■ **Exercise brief**
How many lines in the material below contain the word "road"? Treat uppercase and lowercase letters as different, and reply with the number alone.

■ **Excerpts of bounding box data**
----------

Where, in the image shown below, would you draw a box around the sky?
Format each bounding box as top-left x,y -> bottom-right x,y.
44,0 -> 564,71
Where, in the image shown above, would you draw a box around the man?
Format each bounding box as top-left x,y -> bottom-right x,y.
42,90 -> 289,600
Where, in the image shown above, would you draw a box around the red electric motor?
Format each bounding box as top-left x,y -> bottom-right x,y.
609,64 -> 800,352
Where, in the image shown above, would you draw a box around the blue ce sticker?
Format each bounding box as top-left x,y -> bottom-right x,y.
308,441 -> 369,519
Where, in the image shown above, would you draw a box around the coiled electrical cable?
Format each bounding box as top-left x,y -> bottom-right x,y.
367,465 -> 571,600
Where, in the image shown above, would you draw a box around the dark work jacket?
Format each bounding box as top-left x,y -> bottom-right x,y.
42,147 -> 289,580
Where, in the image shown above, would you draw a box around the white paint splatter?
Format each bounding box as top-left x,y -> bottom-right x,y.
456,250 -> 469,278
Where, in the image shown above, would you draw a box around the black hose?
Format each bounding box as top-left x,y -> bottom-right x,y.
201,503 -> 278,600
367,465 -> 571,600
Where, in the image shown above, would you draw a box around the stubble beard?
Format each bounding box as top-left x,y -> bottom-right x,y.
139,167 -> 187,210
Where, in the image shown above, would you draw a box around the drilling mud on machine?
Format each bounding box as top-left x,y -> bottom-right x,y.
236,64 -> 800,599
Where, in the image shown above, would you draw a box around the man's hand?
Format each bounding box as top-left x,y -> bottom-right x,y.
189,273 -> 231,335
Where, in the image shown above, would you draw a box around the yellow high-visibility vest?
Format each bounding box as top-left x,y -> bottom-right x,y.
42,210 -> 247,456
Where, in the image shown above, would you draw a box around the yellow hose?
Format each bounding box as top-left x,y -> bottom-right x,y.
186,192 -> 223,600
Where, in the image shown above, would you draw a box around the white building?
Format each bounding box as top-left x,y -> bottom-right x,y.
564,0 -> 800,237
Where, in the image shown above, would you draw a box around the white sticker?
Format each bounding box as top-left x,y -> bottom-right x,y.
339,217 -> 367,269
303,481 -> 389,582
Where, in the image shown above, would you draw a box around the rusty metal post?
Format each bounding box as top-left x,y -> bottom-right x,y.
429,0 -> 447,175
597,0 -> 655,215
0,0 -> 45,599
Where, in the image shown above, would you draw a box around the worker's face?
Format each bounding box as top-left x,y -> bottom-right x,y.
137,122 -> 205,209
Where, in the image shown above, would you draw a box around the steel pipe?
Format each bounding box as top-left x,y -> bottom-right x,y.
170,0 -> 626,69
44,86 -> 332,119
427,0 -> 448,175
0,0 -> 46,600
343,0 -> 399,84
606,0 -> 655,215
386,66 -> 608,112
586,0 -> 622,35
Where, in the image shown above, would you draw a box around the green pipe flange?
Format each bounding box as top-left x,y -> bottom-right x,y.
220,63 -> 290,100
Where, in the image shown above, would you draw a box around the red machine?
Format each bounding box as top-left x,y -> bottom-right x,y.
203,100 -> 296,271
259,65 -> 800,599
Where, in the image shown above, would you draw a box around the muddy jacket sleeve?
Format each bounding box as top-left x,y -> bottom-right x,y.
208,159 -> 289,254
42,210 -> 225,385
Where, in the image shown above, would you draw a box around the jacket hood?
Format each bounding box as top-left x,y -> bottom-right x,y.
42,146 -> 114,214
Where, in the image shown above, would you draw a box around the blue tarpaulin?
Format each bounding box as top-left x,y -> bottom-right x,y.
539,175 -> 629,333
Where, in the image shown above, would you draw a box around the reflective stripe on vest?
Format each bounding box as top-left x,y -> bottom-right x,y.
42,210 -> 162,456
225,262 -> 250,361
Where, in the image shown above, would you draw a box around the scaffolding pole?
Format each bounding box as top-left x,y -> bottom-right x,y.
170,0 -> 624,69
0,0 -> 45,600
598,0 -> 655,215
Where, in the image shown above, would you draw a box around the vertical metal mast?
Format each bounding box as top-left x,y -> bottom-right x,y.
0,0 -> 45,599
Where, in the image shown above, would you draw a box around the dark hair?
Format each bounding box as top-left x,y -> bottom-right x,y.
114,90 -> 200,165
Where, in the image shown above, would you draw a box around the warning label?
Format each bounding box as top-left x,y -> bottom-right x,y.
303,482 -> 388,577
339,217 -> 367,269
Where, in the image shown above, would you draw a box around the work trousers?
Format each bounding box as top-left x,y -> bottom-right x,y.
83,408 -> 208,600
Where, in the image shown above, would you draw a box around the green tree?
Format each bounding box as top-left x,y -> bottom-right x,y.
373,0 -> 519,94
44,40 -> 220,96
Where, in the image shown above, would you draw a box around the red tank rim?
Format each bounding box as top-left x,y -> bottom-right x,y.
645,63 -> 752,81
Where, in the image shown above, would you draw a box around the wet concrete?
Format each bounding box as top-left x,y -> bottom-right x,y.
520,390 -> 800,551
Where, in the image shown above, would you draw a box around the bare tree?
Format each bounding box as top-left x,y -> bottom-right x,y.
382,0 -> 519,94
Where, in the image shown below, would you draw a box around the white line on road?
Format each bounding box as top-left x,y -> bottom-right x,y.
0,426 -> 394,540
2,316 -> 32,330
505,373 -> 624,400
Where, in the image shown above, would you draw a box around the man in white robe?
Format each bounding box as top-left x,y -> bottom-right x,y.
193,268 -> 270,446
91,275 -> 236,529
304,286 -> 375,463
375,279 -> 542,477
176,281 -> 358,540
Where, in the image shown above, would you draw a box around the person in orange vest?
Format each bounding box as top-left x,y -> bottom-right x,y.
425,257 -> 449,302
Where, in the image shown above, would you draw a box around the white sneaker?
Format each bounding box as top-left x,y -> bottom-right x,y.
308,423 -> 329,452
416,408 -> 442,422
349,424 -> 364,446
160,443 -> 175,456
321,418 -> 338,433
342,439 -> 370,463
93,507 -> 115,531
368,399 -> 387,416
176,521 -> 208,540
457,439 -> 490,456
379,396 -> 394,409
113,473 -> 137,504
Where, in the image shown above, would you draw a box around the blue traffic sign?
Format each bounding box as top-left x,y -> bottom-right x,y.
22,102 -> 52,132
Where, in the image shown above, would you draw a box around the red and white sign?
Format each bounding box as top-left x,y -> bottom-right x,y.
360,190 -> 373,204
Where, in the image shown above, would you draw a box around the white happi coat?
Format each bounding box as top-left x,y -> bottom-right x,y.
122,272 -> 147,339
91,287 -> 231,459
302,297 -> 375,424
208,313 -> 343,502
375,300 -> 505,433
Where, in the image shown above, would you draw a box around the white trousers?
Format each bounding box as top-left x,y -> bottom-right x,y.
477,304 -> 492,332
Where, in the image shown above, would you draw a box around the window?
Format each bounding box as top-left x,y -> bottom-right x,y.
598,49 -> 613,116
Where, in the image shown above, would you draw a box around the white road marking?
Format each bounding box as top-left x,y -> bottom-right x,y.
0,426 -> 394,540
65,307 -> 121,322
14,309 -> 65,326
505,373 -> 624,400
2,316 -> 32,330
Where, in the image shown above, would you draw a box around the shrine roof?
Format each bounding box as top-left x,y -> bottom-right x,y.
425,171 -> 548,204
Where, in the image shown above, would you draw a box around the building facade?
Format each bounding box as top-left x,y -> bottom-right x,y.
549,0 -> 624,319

----------

■ **Task response**
2